▶ Exercise brief: Repeat word for word every line of the data below, from the first through the line containing "Give the outline of every instance of the hand", and stop there.

Collected data
____________________

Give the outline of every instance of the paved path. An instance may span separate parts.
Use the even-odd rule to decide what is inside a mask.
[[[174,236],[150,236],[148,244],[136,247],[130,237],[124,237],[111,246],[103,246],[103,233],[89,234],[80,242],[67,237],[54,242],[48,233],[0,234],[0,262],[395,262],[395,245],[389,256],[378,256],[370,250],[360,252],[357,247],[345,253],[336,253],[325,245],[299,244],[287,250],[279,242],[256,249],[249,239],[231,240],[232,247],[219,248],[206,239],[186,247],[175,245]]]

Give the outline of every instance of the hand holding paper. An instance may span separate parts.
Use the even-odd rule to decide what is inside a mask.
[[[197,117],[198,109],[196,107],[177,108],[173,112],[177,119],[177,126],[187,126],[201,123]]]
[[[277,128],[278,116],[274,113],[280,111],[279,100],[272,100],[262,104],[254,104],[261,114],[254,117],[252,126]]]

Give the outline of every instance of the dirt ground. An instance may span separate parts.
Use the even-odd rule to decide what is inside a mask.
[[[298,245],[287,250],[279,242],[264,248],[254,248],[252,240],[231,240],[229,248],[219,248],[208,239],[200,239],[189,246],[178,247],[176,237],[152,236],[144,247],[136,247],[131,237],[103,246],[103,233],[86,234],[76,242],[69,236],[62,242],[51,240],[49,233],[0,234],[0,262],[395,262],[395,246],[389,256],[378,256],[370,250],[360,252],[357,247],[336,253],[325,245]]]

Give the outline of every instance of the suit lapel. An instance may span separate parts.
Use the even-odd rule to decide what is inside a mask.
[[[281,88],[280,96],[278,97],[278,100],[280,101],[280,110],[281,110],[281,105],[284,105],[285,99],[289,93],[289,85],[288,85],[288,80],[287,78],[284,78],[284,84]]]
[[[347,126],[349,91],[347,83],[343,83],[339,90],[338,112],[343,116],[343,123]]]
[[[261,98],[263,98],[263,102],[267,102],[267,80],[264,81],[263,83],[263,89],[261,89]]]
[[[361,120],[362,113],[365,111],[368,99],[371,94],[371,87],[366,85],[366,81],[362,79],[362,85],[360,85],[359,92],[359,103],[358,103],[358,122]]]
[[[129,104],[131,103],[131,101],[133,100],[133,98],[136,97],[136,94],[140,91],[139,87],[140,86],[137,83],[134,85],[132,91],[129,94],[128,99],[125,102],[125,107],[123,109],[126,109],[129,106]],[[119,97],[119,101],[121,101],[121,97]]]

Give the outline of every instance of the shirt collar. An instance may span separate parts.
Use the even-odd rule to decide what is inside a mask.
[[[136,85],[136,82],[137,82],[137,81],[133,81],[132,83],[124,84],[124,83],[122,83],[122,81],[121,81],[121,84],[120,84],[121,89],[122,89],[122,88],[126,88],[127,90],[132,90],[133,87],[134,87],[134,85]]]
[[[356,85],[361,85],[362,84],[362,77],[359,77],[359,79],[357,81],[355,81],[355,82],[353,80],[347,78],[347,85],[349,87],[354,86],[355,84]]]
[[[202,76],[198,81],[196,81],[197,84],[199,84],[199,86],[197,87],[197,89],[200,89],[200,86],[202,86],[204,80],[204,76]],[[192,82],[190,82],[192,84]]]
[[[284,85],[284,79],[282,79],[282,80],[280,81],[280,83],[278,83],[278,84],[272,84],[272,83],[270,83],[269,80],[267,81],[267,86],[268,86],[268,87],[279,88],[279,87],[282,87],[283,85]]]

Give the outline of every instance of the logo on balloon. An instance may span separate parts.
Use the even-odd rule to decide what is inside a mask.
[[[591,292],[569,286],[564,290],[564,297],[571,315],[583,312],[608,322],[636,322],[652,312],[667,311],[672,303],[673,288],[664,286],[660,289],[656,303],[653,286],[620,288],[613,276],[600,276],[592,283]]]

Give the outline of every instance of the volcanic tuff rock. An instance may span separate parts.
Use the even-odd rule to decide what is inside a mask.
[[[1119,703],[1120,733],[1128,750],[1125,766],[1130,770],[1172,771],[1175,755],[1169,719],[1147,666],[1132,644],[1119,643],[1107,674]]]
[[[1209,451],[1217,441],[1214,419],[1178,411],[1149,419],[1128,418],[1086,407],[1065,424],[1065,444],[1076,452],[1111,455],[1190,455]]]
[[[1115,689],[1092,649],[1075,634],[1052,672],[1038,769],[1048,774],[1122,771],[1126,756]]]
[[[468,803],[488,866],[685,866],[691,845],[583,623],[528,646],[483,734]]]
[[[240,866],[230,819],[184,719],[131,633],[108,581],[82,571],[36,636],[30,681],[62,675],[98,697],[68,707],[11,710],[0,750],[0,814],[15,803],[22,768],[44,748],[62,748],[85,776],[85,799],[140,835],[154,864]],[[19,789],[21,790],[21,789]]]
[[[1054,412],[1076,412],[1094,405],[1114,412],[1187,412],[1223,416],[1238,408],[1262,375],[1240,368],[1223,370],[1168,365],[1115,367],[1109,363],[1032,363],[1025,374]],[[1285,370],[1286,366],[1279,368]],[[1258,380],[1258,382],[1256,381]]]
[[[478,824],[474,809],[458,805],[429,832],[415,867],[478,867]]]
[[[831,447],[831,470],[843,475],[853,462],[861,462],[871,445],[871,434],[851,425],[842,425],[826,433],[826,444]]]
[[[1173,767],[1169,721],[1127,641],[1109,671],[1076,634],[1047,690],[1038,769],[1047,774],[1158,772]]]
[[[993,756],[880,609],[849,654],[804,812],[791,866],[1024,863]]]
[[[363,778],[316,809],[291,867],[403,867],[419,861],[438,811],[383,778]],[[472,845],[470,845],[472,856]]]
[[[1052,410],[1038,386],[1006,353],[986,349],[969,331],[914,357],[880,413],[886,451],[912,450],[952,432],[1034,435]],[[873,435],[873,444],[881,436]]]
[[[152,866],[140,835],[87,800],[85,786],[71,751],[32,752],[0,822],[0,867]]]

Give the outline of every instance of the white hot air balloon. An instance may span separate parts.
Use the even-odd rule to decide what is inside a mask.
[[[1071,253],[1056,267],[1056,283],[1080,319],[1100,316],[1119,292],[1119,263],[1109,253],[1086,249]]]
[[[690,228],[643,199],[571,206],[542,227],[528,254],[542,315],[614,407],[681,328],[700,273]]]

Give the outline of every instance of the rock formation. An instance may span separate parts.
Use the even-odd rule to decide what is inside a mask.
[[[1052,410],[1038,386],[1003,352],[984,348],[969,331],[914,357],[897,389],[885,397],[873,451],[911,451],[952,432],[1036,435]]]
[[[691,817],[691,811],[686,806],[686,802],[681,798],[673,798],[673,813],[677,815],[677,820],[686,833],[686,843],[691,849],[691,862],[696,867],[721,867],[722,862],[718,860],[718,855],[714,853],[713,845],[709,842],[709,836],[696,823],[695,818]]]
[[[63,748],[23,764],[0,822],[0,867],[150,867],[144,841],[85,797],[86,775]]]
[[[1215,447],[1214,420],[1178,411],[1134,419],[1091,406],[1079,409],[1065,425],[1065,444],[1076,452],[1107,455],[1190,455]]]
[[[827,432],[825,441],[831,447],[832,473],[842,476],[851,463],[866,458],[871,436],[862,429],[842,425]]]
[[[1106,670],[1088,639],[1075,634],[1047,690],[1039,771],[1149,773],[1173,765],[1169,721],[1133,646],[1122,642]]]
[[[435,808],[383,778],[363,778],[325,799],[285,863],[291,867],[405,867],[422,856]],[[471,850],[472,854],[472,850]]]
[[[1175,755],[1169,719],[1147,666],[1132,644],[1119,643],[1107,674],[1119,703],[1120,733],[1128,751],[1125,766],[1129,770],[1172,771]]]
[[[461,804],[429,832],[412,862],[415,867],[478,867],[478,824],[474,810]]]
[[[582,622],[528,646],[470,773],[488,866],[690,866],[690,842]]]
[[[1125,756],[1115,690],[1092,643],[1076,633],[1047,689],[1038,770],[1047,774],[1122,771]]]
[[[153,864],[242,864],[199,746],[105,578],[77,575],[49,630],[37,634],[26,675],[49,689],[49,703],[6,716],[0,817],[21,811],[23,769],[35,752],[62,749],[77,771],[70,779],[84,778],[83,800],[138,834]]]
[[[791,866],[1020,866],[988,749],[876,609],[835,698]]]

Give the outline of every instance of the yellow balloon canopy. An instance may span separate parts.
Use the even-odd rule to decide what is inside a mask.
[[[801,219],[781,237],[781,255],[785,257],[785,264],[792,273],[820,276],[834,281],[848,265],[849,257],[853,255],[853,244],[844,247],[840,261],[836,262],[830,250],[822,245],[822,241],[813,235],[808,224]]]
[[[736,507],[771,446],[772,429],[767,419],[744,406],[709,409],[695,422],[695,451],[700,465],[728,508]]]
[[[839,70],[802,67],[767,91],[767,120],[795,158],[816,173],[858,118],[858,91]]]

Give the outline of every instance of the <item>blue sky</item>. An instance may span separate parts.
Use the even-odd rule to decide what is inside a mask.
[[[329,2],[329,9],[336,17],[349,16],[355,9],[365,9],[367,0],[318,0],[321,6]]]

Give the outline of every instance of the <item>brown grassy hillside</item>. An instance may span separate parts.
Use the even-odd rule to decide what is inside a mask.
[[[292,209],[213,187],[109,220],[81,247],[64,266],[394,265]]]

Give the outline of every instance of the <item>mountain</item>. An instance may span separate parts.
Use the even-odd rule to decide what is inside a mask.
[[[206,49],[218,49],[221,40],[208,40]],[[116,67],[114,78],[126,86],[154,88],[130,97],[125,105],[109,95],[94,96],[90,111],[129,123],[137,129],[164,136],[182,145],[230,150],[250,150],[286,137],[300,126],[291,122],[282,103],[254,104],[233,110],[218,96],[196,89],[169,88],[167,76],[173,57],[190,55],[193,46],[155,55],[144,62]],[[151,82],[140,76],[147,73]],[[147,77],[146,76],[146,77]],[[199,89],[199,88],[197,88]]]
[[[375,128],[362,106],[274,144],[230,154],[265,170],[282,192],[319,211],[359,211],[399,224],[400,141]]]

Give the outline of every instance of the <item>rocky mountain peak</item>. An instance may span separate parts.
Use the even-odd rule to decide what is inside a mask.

____________________

▶ Output of the task:
Give the outline of every instance of the paved path. An instance may span separate parts.
Use the even-odd rule to decide what is inside a mask.
[[[174,236],[150,236],[148,244],[136,247],[130,237],[124,237],[111,246],[103,246],[103,233],[89,234],[80,242],[67,237],[54,242],[48,233],[0,234],[0,262],[395,262],[395,245],[389,256],[378,256],[370,250],[360,252],[357,247],[345,253],[336,253],[325,245],[299,244],[287,250],[279,242],[256,249],[249,239],[231,240],[232,247],[219,248],[206,239],[186,247],[175,245]]]

Give the outline of every instance of the hand holding paper. An instance may span separate parts.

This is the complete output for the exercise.